INFORMATION PROVIDED:
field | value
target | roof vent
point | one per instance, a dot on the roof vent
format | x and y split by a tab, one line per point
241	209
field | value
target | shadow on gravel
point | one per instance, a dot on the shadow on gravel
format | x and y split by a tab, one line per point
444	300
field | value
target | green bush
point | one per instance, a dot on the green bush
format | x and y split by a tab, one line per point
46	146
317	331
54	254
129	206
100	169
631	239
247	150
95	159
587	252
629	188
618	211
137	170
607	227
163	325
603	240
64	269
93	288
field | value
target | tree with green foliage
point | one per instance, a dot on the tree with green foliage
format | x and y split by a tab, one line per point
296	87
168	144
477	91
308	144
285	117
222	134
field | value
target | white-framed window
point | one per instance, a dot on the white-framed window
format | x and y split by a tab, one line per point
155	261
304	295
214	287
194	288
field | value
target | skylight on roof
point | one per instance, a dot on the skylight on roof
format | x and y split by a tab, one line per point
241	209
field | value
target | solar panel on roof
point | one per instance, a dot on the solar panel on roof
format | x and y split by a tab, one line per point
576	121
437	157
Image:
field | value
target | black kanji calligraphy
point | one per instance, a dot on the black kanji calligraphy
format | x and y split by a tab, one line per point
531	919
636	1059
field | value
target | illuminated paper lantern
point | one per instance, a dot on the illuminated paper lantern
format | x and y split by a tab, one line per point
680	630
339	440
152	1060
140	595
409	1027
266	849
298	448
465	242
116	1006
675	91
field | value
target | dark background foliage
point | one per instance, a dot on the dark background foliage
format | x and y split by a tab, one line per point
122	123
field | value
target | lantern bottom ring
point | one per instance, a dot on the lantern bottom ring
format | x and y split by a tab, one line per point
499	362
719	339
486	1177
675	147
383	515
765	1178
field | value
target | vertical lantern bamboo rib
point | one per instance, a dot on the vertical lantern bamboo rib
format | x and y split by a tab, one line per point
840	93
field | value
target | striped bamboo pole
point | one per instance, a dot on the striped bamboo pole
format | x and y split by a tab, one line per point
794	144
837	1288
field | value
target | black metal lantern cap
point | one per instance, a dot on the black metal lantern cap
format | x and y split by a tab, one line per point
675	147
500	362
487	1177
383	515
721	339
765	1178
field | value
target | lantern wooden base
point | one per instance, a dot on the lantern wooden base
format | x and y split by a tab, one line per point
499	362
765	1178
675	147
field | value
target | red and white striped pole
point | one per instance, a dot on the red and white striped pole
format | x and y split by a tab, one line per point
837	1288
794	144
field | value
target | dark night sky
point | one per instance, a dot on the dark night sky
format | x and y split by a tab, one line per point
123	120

WHAT THIS TASK INVOLVES:
With nothing left out, copy the data above exactly.

SOLUTION TO THIS PROBLEM:
field | value
target | roof vent
point | one per instance, a dot on the roof vent
format | x and y split by a tab, one line per point
241	209
field | value
target | shadow on gravel
point | one per instance, a dot on the shadow on gravel
format | x and y split by a tab, one line per point
444	300
field | value
target | green bush
point | one per instance, a dot on the green bush
format | x and y split by a tab, one line per point
46	146
317	331
54	254
129	206
100	169
631	239
247	150
95	159
587	252
629	188
618	211
137	170
607	227
163	325
603	240
64	269
93	288
field | value
target | tree with green foliage
point | one per instance, a dot on the tree with green foliage
format | x and y split by a tab, one line per point
296	87
168	144
477	91
308	144
285	117
222	134
field | value
target | white-framed window
point | one per instance, a dot on the white-framed window
format | x and y split by a tab, one line per point
155	261
304	295
214	287
194	288
field | value
target | skylight on roof
point | one per instance, a dot on the skylight on roof
format | x and y split by a tab, one line per point
241	209
field | value
target | solar panel on roof
point | one per instance, a dot on the solar panel on roof
format | x and y split by a tab, one line per point
576	121
437	157
Image:
field | value
target | black kanji calligraphy
point | one per instance, a dot on the black kanji calligraphy
format | x and y split by a tab, one line per point
531	919
636	1059
field | value
target | illuminated paper lantern
point | one per instance, a dot on the illuminated paper lantern
format | x and y split by a tab, one line per point
680	630
339	440
152	1060
140	595
409	1027
266	849
298	448
465	242
116	1006
675	91
field | value
target | dark background foliage
point | one per instance, a dot on the dark background foliage
format | x and y split by a tab, one line per point
122	123
field | value
target | lantern bottom ring
point | one per instance, a dot on the lantern bottom ring
format | x and y split by a tab, one line per point
499	362
719	339
486	1177
675	147
383	515
765	1178
field | value
target | vertical lantern bamboo rib
point | one per instance, a dot on the vertical lantern bamboo rib
format | x and y split by a tab, one line per point
840	93
field | value
target | striped bamboo pole
point | one per instance, a dot on the striped bamboo pole
format | x and y split by a tab, one line per point
794	144
837	1288
field | value
target | black metal lantern cap
point | one per instance, a dot on the black metal lantern cap
format | x and y split by a tab, one line per point
675	147
500	362
487	1177
383	515
721	339
765	1178
field | value
target | lantern wooden base
point | one per instance, a dot on the lantern wooden base
format | x and y split by a tab, one line per point
499	362
765	1178
675	147
field | value
target | red and white striped pole
point | one per instance, a dot on the red and white striped pole
format | x and y split by a tab, one line per point
837	1288
794	144
field | value
target | dark night sky
point | one per instance, a dot on the dark night sky
format | x and y split by a tab, one line per point
123	120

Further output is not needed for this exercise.